### Görev
Lütfen metin bölümünde “Emlâk gelirleri konusu da gündeme gelmiş” sözleriyle başlayan paragrafı, temel bilgilerini koruyarak kısa bir madde listesine dönüştürün.

### Metin Bölümü
------------

Emlâk gelirleri konusu da gündeme gelmiş, Hükûmet; kanunun yürürlükte kaldığı müddetçe gayrimenkullere ait kirâ bedellerinin artırılamayacağına hükmetmişti. Kirâcılar, sözleşme müddetinin bitiminden 15 gün önce gayrimenkulü terk edeceklerini belirtmedikleri takdirde mukavele yenilenmiş kabul edilecek; ancak gayrimenkullerde ev sahibi oturacaksa mukavelenin bitiminde tahliyesini isteyebilecekti. Kaloriferli binalardaysa kömür fiyatı nispetince kira fiyatlarına

(10)

F.Ü. Sosyal Bilimler Dergisi 2019-29/1

zam yapılabilmesine bakanlar kurulu karar verecek ve bu hükümler kanunun yürürlükten kalkmasından üç ay sonrasına kadar geçerli olacaktı.

------------

### Verilen Bilgiler
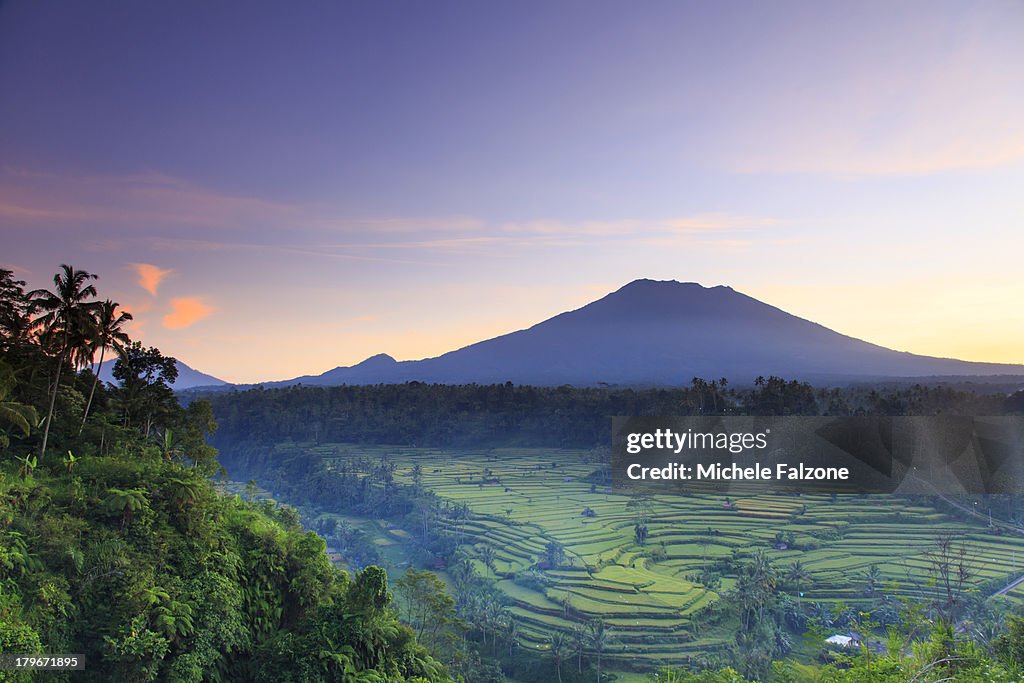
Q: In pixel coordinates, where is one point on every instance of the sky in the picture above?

------------

### Nihai Cevap
- Hükûmet, kanun yürürlükte kaldığı sürece gayrimenkul kira bedellerinin artırılamayacağına hükmetti.
- Kiracı, sözleşme bitiminden 15 gün önce gayrimenkulü terk edeceğini belirtmezse sözleşme yenilenmiş sayılacaktı.
- Ev sahibi gayrimenkulde kendisi oturacaksa sözleşmenin bitiminde tahliye isteyebilecekti.
- Kaloriferli binalarda kömür fiyatı oranında kira zammı yapılmasına bakanlar kurulu karar verecekti.
- Bu hükümler, kanunun yürürlükten kalkmasından üç ay sonrasına kadar geçerli olacaktı.